Seems that way, because another corporate icon—the ogreish boss—is about to bite the dust. Reports The Wall Sreet Journal:
Indeed, the yelling boss appears to be quietly disappearing from the workplace. The new consensus among managers is that yelling alarms people, drives them away rather than inspires them, and hurts the quality of their work. Some bosses also fear triggering a harassment lawsuit or winding up as the star of a coworker's cellphone videotape gone viral.
Many of us who have slaved in law firms remember at least one terror-inducing partner. It used to be a rite of passage—sometimes even a badge of honor—to work for someone with that type of reputation. It was like surviving boot camp—something that would toughen you up for the profession at large.
Though more outwardly tranquil these days, is the office a happier, more productive place? Not exactly. Anger and frustration still reigns in the workplace. But instead of direct confrontations, people are venting through emails, which, one expert told the WSJ, "tends to inflame conflict. It takes a very corrosive role in the workplace, for gossiping and undermining others."

- - -

> [TASK LIST]
1. In the passage on yelling bosses, how are people now venting their anger and frustration instead of confronting others directly?
2. Using the passage on yelling bosses, explain why managers are moving away from yelling at workers.
3. Output the passage on yelling bosses from "Many of us who" up to and including "profession at large.", word for word.

- - -

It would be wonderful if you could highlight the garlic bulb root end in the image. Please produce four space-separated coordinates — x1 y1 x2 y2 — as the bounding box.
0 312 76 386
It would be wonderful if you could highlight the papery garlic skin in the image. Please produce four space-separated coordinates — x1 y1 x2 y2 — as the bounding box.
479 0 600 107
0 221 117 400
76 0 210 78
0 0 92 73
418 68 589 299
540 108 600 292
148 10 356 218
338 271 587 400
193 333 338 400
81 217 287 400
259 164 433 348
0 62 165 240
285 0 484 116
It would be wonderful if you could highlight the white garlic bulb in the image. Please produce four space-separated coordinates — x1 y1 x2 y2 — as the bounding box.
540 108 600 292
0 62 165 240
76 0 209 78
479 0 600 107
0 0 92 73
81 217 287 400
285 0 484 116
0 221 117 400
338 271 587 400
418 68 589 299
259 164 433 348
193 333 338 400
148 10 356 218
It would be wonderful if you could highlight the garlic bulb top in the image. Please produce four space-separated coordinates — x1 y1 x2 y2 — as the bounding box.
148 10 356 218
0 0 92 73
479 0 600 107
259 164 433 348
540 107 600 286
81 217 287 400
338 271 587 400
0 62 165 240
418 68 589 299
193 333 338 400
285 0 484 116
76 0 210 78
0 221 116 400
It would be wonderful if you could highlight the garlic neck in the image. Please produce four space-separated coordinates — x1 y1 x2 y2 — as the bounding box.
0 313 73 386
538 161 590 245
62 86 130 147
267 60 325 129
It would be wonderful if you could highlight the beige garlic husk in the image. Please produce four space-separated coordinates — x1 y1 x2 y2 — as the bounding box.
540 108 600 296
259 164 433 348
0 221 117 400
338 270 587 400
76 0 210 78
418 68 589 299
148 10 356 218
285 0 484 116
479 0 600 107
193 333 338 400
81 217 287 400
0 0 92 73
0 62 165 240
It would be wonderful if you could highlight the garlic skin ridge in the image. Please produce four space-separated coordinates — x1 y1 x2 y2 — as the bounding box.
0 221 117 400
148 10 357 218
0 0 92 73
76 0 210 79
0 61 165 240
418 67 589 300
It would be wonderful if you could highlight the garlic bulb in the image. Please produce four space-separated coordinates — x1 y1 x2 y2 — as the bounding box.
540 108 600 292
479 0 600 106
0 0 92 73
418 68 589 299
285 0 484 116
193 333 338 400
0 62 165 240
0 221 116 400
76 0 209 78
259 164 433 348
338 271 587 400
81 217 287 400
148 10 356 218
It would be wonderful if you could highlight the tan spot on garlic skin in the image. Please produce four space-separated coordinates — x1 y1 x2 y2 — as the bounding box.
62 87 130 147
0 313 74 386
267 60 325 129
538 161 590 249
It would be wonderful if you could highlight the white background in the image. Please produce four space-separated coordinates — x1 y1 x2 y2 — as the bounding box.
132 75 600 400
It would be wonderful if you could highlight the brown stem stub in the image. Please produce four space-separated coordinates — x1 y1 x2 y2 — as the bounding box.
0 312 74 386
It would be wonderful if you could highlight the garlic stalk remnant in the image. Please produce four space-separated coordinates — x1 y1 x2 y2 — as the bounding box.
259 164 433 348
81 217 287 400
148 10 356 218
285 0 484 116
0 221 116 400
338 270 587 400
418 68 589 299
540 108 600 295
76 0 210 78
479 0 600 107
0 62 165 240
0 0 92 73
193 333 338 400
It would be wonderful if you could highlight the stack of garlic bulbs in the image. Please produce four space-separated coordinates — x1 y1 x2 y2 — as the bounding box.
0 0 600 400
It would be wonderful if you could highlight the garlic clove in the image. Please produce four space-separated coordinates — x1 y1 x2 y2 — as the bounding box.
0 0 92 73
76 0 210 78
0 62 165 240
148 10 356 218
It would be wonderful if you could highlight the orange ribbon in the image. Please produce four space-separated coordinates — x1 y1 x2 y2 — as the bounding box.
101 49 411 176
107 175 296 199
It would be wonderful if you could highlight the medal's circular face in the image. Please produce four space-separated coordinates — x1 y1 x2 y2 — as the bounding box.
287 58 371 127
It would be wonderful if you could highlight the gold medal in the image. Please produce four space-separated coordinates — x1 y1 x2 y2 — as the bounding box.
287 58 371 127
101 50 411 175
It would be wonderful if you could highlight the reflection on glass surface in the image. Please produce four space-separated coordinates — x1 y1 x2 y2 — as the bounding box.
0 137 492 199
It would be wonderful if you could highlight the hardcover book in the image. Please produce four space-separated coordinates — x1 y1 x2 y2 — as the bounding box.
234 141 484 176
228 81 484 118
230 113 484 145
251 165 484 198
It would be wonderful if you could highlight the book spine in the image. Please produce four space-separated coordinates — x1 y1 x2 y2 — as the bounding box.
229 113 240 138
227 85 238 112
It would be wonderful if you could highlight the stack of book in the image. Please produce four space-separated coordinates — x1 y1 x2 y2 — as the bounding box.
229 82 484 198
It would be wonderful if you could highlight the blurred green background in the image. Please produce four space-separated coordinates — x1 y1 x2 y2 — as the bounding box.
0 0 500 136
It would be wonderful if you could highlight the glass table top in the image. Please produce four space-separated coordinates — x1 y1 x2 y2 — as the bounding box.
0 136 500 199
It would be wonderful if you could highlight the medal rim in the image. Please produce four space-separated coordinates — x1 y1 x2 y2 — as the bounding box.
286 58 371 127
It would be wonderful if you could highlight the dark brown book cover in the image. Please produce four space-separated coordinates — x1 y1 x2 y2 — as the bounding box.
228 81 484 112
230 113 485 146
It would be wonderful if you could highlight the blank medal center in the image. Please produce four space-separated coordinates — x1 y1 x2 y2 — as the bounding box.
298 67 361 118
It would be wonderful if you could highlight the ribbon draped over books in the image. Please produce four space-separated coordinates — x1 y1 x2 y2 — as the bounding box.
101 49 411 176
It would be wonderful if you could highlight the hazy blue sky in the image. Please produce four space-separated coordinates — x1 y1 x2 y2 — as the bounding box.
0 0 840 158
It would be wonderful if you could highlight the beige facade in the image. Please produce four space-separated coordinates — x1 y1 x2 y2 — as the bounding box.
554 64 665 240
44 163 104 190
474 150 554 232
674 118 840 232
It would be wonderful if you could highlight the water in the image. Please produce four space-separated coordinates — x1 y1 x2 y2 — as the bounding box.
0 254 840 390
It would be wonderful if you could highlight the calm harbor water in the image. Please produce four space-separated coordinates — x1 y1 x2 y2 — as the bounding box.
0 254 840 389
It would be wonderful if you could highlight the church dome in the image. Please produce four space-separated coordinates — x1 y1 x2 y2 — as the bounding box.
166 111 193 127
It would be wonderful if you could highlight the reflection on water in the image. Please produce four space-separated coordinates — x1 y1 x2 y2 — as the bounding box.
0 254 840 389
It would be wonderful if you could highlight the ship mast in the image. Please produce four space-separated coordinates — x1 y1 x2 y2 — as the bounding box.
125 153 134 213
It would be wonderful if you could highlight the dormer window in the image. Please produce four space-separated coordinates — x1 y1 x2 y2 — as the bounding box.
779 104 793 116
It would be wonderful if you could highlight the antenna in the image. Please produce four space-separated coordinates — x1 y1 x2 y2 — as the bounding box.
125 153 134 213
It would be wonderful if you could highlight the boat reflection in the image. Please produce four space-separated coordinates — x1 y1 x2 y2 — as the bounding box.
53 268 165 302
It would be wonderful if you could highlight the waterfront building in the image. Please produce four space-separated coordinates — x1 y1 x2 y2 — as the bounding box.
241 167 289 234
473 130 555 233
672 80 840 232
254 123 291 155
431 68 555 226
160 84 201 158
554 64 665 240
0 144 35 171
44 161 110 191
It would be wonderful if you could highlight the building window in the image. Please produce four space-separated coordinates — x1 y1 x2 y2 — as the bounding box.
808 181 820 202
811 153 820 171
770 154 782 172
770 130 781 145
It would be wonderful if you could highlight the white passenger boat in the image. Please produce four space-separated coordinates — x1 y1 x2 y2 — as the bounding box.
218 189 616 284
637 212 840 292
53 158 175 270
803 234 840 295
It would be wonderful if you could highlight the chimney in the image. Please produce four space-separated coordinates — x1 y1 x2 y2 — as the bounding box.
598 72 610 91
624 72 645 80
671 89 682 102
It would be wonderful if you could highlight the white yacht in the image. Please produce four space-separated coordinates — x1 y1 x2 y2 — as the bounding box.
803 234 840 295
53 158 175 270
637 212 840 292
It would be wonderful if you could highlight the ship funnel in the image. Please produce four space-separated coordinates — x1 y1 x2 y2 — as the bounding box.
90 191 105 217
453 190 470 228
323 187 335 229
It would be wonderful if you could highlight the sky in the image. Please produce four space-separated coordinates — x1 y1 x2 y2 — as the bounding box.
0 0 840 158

- - -

> [SOLUTIONS FOR EACH TASK]
1. They vent through emails.

2. Managers now agree that yelling alarms people, drives them away rather than inspiring them, and hurts the quality of their work. Some bosses also fear a harassment lawsuit or ending up in a coworker's cellphone video that goes viral.

3.
Many of us who have slaved in law firms remember at least one terror-inducing partner. It used to be a rite of passage—sometimes even a badge of honor—to work for someone with that type of reputation. It was like surviving boot camp—something that would toughen you up for the profession at large.